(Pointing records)
begin

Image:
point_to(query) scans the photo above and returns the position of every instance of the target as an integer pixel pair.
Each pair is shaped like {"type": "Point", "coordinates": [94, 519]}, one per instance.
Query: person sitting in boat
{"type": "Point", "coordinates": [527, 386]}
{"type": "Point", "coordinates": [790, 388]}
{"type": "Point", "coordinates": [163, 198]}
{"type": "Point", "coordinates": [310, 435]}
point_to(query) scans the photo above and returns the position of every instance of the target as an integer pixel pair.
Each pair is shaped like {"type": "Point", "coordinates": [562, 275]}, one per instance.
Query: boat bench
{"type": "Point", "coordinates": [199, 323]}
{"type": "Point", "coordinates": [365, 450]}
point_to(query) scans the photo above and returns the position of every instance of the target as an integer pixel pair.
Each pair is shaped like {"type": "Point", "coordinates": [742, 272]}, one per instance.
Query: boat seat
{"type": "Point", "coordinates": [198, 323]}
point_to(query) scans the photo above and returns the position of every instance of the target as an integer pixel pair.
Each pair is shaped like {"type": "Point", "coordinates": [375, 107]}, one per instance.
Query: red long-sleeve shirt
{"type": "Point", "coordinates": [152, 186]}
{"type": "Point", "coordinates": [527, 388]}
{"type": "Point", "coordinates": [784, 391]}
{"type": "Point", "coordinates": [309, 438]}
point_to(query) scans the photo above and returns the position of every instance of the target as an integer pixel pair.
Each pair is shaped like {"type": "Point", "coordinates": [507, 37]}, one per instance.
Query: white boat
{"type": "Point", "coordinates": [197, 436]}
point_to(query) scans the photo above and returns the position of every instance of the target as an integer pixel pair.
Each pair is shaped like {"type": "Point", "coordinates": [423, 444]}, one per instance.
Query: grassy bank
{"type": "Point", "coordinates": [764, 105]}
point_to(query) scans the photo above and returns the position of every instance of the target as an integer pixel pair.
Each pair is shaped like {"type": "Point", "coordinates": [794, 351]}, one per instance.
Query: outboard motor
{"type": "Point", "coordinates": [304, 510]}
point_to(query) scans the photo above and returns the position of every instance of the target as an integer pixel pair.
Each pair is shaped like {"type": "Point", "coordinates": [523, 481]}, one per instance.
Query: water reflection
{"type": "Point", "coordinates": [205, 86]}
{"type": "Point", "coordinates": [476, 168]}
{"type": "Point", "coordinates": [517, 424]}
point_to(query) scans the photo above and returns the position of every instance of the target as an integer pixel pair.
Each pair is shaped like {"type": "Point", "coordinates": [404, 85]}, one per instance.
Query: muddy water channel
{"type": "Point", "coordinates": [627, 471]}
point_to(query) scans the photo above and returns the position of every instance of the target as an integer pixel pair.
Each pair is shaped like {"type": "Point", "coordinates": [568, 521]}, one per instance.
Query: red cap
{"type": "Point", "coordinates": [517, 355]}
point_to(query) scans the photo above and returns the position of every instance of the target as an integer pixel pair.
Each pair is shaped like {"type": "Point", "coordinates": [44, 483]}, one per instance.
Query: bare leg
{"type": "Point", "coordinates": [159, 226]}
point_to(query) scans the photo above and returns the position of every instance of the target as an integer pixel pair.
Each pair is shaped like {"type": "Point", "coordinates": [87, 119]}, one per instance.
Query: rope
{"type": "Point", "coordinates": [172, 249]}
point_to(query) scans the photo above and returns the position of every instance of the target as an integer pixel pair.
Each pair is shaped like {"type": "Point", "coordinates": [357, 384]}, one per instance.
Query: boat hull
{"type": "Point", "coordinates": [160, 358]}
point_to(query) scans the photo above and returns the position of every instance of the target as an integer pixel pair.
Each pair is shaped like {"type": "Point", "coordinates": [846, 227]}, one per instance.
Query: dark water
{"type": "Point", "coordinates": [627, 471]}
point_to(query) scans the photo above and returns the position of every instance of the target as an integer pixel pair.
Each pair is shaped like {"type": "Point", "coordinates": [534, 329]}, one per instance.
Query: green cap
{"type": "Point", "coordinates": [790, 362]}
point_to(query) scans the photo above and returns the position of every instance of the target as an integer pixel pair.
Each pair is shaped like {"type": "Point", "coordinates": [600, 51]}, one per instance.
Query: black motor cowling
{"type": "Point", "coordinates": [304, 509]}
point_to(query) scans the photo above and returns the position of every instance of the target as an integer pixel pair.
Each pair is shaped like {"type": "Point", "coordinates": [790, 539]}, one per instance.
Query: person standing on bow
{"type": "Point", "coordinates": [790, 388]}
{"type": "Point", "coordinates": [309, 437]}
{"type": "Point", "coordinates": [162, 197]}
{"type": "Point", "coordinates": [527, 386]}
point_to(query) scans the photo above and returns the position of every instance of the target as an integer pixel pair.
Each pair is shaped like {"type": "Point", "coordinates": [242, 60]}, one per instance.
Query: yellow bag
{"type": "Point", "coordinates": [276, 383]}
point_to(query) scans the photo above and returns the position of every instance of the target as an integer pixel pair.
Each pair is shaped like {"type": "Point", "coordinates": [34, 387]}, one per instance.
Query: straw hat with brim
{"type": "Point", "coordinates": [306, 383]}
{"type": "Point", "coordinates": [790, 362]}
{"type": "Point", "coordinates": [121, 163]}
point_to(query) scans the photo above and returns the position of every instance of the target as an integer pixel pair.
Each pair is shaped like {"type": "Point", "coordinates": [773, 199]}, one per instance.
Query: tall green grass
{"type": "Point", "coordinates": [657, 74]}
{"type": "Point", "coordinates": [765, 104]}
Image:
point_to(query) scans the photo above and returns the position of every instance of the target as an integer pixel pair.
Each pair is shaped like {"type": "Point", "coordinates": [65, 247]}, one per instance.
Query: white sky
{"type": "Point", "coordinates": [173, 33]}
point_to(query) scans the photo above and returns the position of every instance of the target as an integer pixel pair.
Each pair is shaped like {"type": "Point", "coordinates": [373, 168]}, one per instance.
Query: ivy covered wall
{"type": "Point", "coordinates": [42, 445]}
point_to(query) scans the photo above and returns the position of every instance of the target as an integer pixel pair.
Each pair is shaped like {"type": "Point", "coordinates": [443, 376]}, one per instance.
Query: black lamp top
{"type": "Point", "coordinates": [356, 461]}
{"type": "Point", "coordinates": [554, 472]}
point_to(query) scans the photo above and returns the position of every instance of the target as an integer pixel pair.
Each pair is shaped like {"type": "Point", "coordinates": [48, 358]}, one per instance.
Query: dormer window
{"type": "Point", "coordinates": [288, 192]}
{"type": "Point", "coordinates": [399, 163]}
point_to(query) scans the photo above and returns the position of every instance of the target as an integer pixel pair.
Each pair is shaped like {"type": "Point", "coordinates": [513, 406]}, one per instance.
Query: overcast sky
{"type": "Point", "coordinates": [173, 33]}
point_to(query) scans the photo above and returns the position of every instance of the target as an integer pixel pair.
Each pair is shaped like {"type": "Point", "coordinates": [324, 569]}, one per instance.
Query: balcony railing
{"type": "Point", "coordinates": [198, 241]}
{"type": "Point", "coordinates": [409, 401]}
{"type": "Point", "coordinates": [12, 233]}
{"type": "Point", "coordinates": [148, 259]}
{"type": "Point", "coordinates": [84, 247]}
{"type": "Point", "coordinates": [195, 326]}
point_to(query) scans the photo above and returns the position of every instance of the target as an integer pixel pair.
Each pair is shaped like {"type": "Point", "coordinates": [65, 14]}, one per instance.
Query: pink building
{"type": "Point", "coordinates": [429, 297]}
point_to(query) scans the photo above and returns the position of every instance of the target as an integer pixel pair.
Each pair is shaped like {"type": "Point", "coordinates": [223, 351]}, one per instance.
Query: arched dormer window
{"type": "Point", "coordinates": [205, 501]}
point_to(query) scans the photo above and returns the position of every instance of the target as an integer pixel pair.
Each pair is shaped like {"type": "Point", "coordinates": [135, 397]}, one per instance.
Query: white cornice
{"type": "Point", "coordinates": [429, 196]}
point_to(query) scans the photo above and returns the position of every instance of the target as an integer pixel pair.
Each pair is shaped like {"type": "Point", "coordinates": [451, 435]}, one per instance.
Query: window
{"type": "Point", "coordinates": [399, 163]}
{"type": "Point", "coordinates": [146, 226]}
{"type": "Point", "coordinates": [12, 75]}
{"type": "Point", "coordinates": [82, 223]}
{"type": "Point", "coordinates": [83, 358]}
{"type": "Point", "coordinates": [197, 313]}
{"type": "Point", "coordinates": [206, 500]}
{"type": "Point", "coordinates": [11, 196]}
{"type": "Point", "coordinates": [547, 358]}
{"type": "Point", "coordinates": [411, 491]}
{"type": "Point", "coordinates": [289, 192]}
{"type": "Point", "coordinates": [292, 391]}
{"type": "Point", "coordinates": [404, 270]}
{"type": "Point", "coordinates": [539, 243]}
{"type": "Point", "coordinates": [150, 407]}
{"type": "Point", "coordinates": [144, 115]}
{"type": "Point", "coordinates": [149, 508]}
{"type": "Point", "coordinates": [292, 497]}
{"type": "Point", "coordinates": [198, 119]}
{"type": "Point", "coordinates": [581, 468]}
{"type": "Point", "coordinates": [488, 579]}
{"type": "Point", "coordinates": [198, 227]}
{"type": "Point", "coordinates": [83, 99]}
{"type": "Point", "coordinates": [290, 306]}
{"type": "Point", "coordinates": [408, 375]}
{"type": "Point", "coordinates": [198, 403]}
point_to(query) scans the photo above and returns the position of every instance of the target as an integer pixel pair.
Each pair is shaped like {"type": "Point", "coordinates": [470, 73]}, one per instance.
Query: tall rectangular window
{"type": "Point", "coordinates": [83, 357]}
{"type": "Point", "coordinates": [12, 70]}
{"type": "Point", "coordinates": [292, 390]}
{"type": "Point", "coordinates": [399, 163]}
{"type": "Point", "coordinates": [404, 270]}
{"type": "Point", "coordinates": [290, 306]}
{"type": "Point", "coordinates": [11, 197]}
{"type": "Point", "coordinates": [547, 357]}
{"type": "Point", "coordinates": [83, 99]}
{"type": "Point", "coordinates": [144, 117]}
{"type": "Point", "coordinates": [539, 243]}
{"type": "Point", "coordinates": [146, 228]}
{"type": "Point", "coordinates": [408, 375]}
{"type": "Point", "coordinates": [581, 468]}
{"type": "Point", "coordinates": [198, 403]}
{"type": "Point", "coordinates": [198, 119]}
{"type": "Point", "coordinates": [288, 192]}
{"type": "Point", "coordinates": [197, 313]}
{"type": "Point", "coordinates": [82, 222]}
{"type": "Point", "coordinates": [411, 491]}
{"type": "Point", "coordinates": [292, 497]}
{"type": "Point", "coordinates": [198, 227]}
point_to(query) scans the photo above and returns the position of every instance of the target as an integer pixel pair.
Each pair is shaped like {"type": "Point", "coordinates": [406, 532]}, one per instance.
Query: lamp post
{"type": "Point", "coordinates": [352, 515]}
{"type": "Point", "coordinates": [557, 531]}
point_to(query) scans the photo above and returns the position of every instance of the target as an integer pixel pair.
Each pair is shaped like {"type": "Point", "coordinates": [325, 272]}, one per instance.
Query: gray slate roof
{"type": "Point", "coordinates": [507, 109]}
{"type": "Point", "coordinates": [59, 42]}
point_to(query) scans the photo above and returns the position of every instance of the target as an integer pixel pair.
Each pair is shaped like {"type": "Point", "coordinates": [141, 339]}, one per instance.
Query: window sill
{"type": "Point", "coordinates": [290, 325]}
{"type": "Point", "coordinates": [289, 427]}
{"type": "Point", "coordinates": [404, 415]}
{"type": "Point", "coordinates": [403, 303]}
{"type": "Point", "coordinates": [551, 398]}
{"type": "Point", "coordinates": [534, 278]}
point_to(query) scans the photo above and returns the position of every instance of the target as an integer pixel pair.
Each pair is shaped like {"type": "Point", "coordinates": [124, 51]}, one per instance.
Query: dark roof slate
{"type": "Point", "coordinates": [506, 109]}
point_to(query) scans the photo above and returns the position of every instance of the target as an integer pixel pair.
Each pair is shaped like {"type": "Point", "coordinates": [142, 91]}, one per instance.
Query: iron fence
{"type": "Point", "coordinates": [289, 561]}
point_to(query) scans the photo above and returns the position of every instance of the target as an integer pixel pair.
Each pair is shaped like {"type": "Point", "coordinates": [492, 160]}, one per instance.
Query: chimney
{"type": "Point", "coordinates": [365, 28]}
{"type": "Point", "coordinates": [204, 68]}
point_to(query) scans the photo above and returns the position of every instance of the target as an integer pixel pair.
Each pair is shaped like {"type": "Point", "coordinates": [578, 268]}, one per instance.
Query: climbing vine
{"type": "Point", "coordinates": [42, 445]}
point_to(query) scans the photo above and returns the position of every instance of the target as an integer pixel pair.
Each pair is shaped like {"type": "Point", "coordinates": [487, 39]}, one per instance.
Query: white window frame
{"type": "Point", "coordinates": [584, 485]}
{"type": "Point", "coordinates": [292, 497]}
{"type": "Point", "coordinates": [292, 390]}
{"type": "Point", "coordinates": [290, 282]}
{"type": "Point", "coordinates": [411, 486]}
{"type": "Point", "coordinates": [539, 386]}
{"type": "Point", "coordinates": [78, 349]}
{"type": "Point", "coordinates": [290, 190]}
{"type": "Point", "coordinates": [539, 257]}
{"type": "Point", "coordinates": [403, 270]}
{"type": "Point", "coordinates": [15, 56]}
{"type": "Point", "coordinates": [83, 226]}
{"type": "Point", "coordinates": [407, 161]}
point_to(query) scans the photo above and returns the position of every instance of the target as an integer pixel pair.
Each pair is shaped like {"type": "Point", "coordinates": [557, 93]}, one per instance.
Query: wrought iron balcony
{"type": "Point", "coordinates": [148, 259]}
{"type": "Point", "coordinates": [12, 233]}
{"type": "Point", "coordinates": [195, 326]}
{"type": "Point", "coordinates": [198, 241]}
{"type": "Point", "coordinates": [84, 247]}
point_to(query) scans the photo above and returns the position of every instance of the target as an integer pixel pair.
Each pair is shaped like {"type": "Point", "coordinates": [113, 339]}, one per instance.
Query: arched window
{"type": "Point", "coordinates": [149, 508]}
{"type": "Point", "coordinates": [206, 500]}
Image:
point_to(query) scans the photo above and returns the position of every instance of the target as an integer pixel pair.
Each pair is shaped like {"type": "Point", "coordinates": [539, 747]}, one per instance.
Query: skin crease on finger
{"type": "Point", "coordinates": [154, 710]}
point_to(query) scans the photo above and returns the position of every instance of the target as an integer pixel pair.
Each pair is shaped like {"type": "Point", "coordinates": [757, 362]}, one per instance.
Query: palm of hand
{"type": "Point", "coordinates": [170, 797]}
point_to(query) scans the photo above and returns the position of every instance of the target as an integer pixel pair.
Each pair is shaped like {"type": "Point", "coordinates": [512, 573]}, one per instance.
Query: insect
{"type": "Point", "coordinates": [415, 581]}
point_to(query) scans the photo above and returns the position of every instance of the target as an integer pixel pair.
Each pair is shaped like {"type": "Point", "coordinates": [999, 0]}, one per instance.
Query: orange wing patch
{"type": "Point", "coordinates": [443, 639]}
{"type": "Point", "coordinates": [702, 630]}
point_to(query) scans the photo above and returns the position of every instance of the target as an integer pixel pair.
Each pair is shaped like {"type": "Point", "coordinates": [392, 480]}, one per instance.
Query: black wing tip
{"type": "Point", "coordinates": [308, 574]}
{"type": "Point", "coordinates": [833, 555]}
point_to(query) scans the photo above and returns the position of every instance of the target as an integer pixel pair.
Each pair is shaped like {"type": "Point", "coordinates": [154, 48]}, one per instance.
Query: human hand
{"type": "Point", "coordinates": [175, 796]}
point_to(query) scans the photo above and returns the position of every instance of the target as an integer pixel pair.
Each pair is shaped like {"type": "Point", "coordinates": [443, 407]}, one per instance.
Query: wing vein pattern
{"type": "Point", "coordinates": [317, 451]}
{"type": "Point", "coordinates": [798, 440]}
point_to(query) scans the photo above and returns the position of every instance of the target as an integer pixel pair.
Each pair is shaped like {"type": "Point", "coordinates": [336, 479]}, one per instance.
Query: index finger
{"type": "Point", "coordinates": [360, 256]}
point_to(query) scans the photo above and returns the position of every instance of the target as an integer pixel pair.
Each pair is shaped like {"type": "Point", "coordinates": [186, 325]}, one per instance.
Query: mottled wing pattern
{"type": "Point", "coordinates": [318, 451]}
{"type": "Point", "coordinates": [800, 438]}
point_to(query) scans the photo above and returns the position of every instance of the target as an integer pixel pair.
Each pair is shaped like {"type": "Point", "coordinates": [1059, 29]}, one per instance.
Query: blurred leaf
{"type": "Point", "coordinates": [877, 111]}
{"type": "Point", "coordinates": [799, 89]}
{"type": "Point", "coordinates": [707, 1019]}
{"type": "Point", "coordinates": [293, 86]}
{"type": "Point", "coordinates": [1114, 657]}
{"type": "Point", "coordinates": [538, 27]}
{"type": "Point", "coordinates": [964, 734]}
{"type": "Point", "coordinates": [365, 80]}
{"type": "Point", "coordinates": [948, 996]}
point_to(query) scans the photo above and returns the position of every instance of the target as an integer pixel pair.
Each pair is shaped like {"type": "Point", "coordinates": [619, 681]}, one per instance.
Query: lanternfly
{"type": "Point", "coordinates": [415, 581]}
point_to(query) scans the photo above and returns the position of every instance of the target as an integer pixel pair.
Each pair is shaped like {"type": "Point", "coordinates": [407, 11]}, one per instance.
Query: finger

end

REQUIRED TASK:
From the items above, pick out and copy every line that contains the string "person". Treat the match as case-sensitive.

FINISHED EXERCISE:
Query: person sitting in boat
Query: person standing on bow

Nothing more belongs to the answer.